EXERCISE REQUIREMENTS ▸
Here are some entries. Repeat all of them exactly.

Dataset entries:
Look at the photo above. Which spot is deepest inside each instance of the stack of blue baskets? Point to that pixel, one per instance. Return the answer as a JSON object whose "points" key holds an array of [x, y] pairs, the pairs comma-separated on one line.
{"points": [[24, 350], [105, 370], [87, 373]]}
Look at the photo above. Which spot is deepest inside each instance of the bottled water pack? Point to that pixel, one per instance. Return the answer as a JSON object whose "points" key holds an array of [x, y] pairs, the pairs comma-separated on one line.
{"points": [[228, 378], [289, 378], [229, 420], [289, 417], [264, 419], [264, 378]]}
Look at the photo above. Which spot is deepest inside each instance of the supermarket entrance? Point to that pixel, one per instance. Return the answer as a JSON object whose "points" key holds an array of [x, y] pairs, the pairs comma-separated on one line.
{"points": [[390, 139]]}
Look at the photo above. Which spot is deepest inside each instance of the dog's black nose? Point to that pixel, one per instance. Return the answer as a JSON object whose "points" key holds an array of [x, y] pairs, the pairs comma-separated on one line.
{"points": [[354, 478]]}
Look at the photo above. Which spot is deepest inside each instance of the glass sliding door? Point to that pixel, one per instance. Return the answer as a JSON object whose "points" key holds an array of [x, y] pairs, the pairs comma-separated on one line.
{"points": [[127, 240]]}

FINAL ANSWER ▸
Look at the photo above. Which spot is deepest inside each instance of the stack of blue baskets? Point to that pixel, one per instance. Return the answer as a JSON object whose "points" key holds an array of [x, y] pairs, the pairs comma-separated on one line.
{"points": [[24, 350], [105, 370], [87, 373]]}
Look at the photo above. Which spot is deepest inside each instance of the bottled water pack? Point to that pixel, one per instance. Return the answer as a JSON object whose "points" key holds an array of [x, y] pairs, the pairs comma-separated on one line.
{"points": [[228, 378], [289, 378], [229, 420], [289, 417], [264, 419], [264, 378]]}
Look at the photo above. Which spot is deepest inside each instance of the supermarket entrance? Point to that pixel, one per instance. Return the answer as a JSON object whose "points" key holds an array of [x, y] pairs, the pairs comma-separated on one line.
{"points": [[390, 139]]}
Look at the photo above. Which spot is deepest inside each instance of the dog's black nose? Point to that pixel, one per instance. Return the answer as a JSON object whose "points" key holds an array of [x, y] pairs, the pairs comma-separated on one line.
{"points": [[354, 478]]}
Look at the photo above. Which spot is deepest inside each instance of the glass sliding door? Point to that pixel, one per instance. Return the answer as a JSON object whose "points" key holds an array of [x, y] pairs, the pairs comma-separated on one line.
{"points": [[127, 240]]}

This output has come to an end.